**Work instruction A**
In the article about the Senate ruling on the Medicaid changes, why do Republican leaders now face tough choices?
**Work instruction B**
Reproduce the article about the Senate ruling on the Medicaid changes verbatim, beginning at the words "Trump welcomed House" and stopping after the words "ranchers, and others.".

**Reading passage**
Big Beautiful Bill's Medicade changes hit roadblock

By 
 June 28, 2025

As Republicans work feverishly to complete the omnibus bill package this week, the Senate parliamentarian has delivered a devastating blow to the party. According to the official, a Medicaid provider tax change, which is key to President Trump’s tax reduction and spending bill, does not follow the chamber’s procedural rules.

Republican leaders are now faced with tough choices because the parliamentarian's advice is rarely ignored by the chamber. The Republican Party's main agenda item, namely the billions of dollars in tax cuts proposed by Trump, will not materialize without significant changes to Medicaid and other programs, as Fox News reported.

The parliamentarian, who is responsible for interpreting the Senate's complex rules, has also given a thumbs down to many GOP proposals that would have barred illegal immigrants from receiving health insurance.

On Thursday, Republicans rushed to reply, with some demanding the parliamentarian's removal from office or even challenging her appointment, a capacity in which she has served since 2012. Leaders in the Republican Party ignored those opinions and set out to change the bill's proposals

Democrat Response

Democrats, who oppose the proposal as a tax grab for the affluent at the price of American safety net programs, predicted the procedural rulings would destroy the GOP package.

Top Senate Finance Committee Democrat Ron Wyden called the Republican proposals $250 billion less for Medicaid, saying it's “massive Medicaid cuts that hurt kids, seniors, Americans with disabilities and working families.”

Trump wants legislative action to happen soon.

Despite a setback, Senate Republicans aim to pass the package and send it back to the House for a second vote before Trump's Fourth of July deadline.

From The White House

Trump welcomed House Speaker Mike Johnson and other Republican lawmakers to the White House's East Room, where they were joined by those that the administration claims will reap the benefits of the bill, including truck drivers, firefighters, tipped workers, ranchers, and others.

“We don’t want to have grandstanders,” Trump said speaking about GOP holdouts.

The upcoming bundle of tax cuts, expenditure reductions, and increased funding to implement Trump's mass deportation plans includes "hundreds of things," according to Trump. “It's so good.”

The major package, which is currently undergoing Senate revisions after passing the House, contains $3.8 trillion in tax cuts that were authorized during Trump's first term but would expire in December, leading to a tax increase unless Congress takes action.

Possible Compensation

Slashing food stamps and health care programs and putting new taxes on immigrants are two of the Republican Party's revenue-neutral strategies to offset costs.

Even before the Medicaid reforms, which some senators argued were excessive and would have left millions uninsured, GOP leaders were struggling to gain support.

The House-passed version would have resulted in more than 10.9 million additional people possibly being cut from the program, according to the respected Congressional Budget Office. Republicans in the Senate had proposed even greater cutbacks.

**Source information**
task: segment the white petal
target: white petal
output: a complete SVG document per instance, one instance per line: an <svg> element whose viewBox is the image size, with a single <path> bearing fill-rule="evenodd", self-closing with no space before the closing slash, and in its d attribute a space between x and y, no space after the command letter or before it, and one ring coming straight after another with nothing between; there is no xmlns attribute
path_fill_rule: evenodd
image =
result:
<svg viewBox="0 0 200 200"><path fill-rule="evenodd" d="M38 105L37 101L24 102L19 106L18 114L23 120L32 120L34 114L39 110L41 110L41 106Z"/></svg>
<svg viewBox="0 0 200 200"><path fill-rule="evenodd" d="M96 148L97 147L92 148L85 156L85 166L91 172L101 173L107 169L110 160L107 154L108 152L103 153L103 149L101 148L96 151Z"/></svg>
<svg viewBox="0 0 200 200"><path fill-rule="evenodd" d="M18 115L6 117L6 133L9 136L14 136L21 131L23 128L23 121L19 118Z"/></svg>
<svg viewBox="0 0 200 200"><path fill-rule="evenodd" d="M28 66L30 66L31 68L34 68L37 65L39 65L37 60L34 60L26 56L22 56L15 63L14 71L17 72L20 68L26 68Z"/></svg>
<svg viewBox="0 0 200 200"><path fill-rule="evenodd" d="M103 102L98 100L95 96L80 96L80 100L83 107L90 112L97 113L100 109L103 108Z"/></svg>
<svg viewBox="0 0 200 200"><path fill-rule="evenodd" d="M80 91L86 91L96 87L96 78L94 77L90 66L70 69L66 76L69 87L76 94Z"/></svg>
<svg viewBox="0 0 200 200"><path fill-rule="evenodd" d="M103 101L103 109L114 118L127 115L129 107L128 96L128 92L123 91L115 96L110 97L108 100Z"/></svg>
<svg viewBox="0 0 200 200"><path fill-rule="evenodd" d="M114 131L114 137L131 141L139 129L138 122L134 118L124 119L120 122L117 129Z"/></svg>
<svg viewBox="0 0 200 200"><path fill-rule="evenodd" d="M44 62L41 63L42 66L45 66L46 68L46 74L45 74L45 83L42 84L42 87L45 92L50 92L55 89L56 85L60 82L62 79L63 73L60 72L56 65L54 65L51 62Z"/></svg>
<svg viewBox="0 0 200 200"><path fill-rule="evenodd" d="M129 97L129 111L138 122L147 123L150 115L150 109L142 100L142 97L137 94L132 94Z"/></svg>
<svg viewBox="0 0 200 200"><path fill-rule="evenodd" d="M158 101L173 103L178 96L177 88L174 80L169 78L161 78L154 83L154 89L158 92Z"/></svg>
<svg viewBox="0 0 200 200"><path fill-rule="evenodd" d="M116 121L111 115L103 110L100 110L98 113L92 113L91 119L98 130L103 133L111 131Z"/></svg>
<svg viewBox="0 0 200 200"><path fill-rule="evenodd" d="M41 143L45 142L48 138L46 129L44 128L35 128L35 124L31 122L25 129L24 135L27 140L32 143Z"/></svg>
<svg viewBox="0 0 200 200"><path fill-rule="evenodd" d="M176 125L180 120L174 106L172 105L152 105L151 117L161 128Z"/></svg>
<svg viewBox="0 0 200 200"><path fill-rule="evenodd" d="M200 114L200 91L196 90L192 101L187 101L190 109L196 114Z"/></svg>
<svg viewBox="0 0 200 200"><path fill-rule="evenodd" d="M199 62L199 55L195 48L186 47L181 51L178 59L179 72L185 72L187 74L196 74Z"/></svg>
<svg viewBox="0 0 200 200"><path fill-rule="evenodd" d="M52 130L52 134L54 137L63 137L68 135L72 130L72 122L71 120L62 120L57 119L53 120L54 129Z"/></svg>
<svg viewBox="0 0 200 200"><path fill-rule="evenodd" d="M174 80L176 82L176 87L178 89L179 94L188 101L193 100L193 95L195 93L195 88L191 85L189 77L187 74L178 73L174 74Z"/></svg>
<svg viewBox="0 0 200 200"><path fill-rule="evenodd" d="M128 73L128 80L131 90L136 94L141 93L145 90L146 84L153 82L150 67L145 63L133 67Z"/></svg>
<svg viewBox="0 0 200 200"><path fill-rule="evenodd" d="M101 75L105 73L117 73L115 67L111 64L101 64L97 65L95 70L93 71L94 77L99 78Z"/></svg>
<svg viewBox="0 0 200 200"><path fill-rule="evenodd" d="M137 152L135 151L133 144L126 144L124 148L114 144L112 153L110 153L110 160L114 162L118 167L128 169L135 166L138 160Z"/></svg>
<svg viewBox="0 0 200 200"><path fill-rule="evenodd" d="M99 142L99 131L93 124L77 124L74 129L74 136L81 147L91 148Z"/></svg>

**Your response A**
Republican leaders face tough choices because the Senate rarely ignores the parliamentarian's advice, and she ruled that a Medicaid provider tax change does not follow the chamber's procedural rules. That change is key to President Trump's tax and spending bill.

**Your response B**
Trump welcomed House Speaker Mike Johnson and other Republican lawmakers to the White House's East Room, where they were joined by those that the administration claims will reap the benefits of the bill, including truck drivers, firefighters, tipped workers, ranchers, and others.